# [What is asked]
Print out the material that follows word for word.
### Data for this exercise ###
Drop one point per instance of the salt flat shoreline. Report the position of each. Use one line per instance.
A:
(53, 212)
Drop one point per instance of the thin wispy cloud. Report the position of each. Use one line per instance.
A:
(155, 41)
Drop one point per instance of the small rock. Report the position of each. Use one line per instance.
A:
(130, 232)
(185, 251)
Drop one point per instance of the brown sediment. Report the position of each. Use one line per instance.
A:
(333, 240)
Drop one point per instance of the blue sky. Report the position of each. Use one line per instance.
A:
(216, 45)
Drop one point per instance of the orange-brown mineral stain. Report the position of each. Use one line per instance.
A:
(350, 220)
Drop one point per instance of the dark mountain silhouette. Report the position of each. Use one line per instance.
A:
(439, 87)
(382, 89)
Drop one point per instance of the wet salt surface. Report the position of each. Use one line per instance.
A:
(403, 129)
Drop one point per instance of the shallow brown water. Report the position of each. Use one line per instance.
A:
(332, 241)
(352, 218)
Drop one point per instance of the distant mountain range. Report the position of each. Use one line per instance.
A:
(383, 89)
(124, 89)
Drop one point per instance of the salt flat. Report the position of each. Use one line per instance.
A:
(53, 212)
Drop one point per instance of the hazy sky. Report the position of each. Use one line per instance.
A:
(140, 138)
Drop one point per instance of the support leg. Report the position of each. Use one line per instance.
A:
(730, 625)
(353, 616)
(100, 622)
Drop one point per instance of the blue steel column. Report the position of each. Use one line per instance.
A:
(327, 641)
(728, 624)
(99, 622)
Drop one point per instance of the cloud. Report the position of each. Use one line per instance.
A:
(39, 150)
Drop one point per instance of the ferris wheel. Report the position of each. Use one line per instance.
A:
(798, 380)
###
# [Task answer]
Drop one point per instance of the salt flat shoreline. Report the position of each. Use one line per instance.
A:
(53, 212)
Drop one point per instance of the thin wispy cloud. Report the position of each. Use one line per instance.
A:
(155, 41)
Drop one point per instance of the small rock. Report the position of each. Use one line per instance.
A:
(130, 232)
(185, 251)
Drop one point per instance of the brown sediment. Report the position of each. Use one line per instance.
A:
(333, 240)
Drop one point per instance of the blue sky. Report the position of each. Use one line per instance.
A:
(216, 45)
Drop one point per instance of the orange-brown mineral stain. Report the position of each. Use one line per instance.
A:
(350, 220)
Drop one point per instance of the dark mountain silhouette. Report the position of each. Use one line per instance.
A:
(439, 87)
(382, 89)
Drop one point per instance of the wet salt surface. Report the position of each. Use one line per instance.
A:
(403, 129)
Drop one point per instance of the shallow brown water. Report the position of each. Use one line per instance.
A:
(332, 241)
(352, 218)
Drop one point per instance of the distant mountain range. Report the position of each. Use one line per instance.
A:
(383, 89)
(124, 89)
Drop one point per instance of the salt flat. Report the position of each. Use one line per instance.
A:
(53, 212)
Drop one point per instance of the hazy sky. Report the position of each. Use one line per instance.
A:
(140, 138)
Drop one point per instance of the support leg. Report the position of each. Use one line per instance.
A:
(730, 625)
(353, 616)
(100, 622)
Drop one point per instance of the blue steel column. Report the position of each. Use one line per instance.
A:
(327, 641)
(728, 624)
(99, 622)
Drop one point per instance of the cloud. Report the position of each. Use one line per instance.
A:
(39, 150)
Drop one point per instance of the ferris wheel. Report the position of each. Use one line per instance.
A:
(798, 380)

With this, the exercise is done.